> [WHAT IS NEEDED]: Convert the entries, from the first line through the line containing "[[[422,138],[426,141],[438,139],[438,120],[425,120],[422,130]]]", into a Markdown table with the columns Row and Line. Number each line and leave out blank lines.

> [MATERIAL SHOWN]:

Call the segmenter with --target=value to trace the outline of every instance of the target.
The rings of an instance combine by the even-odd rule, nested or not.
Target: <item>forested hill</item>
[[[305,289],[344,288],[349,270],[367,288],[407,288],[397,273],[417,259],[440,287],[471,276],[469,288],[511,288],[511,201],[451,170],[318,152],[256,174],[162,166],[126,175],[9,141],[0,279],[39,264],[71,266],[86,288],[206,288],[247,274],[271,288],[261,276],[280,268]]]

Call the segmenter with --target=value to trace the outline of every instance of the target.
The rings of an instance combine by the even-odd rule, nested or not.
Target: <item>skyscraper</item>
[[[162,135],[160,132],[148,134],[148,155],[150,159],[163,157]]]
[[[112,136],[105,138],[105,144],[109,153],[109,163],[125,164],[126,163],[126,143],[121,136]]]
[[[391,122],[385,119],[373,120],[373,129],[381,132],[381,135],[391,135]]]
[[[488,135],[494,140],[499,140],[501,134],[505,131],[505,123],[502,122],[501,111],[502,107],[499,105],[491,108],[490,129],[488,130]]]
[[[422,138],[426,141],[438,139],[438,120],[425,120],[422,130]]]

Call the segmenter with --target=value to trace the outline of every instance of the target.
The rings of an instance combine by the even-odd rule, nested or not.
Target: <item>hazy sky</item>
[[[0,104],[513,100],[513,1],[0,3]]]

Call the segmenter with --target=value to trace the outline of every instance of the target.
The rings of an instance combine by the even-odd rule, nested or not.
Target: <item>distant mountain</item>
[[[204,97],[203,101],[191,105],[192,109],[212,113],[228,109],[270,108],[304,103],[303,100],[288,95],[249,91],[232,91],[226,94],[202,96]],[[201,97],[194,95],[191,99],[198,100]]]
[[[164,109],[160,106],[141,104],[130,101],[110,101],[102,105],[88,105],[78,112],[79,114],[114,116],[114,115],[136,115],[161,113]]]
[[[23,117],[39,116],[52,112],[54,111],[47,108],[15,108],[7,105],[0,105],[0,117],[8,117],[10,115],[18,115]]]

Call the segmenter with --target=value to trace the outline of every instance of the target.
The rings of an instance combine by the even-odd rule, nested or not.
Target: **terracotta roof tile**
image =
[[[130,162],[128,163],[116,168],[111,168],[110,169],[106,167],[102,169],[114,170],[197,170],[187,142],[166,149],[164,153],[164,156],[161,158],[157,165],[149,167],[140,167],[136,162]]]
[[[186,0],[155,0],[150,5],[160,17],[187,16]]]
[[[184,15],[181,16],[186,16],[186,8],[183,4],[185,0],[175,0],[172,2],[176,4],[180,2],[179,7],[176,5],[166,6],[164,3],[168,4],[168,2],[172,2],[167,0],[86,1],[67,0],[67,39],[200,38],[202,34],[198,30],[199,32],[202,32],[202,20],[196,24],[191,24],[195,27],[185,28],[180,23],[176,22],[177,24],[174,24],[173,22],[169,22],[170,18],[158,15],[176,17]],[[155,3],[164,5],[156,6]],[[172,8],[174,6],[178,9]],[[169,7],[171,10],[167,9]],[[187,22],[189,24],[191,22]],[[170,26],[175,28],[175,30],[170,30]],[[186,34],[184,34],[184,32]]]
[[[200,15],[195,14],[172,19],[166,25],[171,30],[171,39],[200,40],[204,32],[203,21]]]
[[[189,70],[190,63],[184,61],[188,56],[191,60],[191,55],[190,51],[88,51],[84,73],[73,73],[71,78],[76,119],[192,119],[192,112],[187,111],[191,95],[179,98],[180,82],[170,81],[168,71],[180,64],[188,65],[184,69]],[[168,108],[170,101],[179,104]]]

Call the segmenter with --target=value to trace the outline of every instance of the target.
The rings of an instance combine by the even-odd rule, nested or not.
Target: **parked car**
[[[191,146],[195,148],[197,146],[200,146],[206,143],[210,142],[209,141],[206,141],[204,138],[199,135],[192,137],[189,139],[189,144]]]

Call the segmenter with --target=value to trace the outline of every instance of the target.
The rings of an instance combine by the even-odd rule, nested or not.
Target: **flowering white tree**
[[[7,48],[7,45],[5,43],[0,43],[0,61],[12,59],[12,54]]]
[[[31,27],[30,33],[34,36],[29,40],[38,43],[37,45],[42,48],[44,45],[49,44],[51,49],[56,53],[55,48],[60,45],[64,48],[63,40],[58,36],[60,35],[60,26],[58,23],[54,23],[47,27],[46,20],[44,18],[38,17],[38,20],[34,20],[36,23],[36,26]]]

> [ANSWER TO THE PROBLEM]:
| Row | Line |
|---|---|
| 1 | Call the segmenter with --target=value to trace the outline of every instance of the target. |
| 2 | The rings of an instance combine by the even-odd rule, nested or not. |
| 3 | Target: <item>forested hill</item> |
| 4 | [[[305,289],[344,288],[349,270],[367,288],[407,288],[397,273],[417,259],[440,287],[471,276],[469,288],[511,288],[511,201],[451,170],[318,152],[256,174],[162,166],[126,175],[9,141],[0,279],[39,264],[71,266],[86,288],[206,288],[247,274],[271,288],[261,276],[280,268]]] |
| 5 | Call the segmenter with --target=value to trace the outline of every instance of the target. |
| 6 | The rings of an instance combine by the even-odd rule, nested or not. |
| 7 | Target: <item>skyscraper</item> |
| 8 | [[[162,135],[160,132],[148,134],[148,155],[150,159],[163,157]]] |
| 9 | [[[112,136],[105,138],[105,144],[109,153],[109,163],[125,164],[126,163],[126,143],[121,136]]] |
| 10 | [[[391,122],[385,119],[373,120],[373,129],[381,132],[381,135],[391,135]]] |
| 11 | [[[488,135],[494,140],[499,140],[501,134],[505,131],[505,123],[502,122],[501,111],[502,107],[499,105],[491,108],[490,129],[488,130]]] |
| 12 | [[[422,138],[426,141],[438,139],[438,120],[425,120],[422,130]]] |